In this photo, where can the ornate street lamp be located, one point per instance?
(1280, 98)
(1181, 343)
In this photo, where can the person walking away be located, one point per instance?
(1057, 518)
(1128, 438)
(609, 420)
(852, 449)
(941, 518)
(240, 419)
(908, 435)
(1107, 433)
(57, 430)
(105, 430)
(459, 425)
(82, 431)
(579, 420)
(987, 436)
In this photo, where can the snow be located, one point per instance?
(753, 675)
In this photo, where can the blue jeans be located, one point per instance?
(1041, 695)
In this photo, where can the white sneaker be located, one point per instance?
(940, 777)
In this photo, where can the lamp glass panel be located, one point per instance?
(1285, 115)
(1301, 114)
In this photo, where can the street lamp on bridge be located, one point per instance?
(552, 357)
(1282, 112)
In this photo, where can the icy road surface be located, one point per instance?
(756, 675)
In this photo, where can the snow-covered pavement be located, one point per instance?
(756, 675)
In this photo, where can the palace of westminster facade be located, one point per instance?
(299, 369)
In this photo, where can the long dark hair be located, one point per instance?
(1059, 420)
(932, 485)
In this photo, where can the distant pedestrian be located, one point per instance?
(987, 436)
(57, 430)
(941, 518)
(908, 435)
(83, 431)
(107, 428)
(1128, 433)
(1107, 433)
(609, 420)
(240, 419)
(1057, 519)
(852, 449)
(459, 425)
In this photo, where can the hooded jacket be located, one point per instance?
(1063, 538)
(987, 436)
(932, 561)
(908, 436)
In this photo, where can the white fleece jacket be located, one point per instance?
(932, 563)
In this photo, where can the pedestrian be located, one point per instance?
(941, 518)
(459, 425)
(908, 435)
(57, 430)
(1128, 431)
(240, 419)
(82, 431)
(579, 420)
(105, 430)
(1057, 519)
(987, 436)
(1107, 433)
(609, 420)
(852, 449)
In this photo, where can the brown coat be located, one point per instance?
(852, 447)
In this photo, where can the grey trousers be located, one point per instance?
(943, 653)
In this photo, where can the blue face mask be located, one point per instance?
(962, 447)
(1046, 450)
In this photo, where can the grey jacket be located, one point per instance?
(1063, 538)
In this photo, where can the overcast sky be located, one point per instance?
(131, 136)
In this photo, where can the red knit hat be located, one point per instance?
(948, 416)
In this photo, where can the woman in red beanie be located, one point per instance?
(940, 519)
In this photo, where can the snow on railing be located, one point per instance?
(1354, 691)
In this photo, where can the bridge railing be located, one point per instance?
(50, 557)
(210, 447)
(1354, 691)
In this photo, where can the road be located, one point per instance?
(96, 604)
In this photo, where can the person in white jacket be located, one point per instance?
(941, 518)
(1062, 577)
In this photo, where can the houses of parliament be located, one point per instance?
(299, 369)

========

Line by line, output the data precisely as shown above.

In this photo, where can the ornate street lamp be located, one point per instance?
(1280, 98)
(1181, 343)
In this photo, where can the person walking away be located, one point per instance?
(1057, 518)
(1128, 438)
(609, 420)
(852, 449)
(941, 518)
(240, 419)
(908, 435)
(1107, 433)
(57, 430)
(105, 430)
(459, 425)
(82, 431)
(579, 420)
(987, 436)
In this photo, where can the snow be located, one point per instance?
(753, 675)
In this photo, where can the blue jeans be located, one point per instance?
(1041, 695)
In this photo, where can the white sneaker be located, one point per instance?
(940, 777)
In this photo, where can the lamp glass panel be located, one point per instance?
(1285, 115)
(1301, 114)
In this photo, where can the street lamp on bridge be located, one point per instance?
(552, 357)
(1282, 112)
In this photo, where can the icy road surface be located, one point per instance?
(756, 675)
In this photo, where can the snow-covered pavement be located, one point per instance?
(756, 675)
In this photo, where can the palace of westminster facade be located, one point per instance?
(299, 369)
In this photo, where can the long dark hair be located, one point per instance?
(1059, 420)
(932, 485)
In this photo, where can the distant pedestrian be located, one point per instance?
(987, 436)
(57, 430)
(941, 518)
(908, 435)
(83, 431)
(107, 428)
(1128, 433)
(1107, 433)
(609, 420)
(240, 419)
(1057, 519)
(852, 449)
(459, 425)
In this photo, where can the hooded jacket be located, one point per instance?
(1063, 538)
(987, 436)
(932, 561)
(908, 436)
In this photo, where can the white fleece jacket be located, one point per instance?
(932, 563)
In this photo, where can the pedestrian be located, one point per instance?
(941, 518)
(459, 425)
(908, 435)
(57, 430)
(1128, 431)
(240, 419)
(82, 431)
(579, 420)
(105, 430)
(1057, 519)
(987, 436)
(1107, 433)
(609, 420)
(852, 449)
In this photo, where can the brown coat be located, one point per instance?
(852, 447)
In this photo, where can the grey trousers be located, one point per instance?
(943, 653)
In this photo, where can the blue face mask be located, one point per instance?
(962, 447)
(1046, 450)
In this photo, where can the grey jacket be located, one point per instance?
(1063, 538)
In this photo, where can the overcast sky be located, one point per instance?
(131, 136)
In this photo, where can the red knit hat be located, one point per instance?
(948, 416)
In this photo, where can the woman in red beanie be located, one point per instance?
(940, 519)
In this photo, where can the snow on railing be located, one point per instance?
(1354, 691)
In this photo, where can the bridge railing be located, one point per instance?
(50, 557)
(210, 447)
(1354, 691)
In this photo, where can the road be located, one point per instance?
(96, 604)
In this photo, where can the person in white jacket be located, one point per instance?
(941, 518)
(1062, 577)
In this photo, where can the houses of parliament be located, one point per instance?
(299, 369)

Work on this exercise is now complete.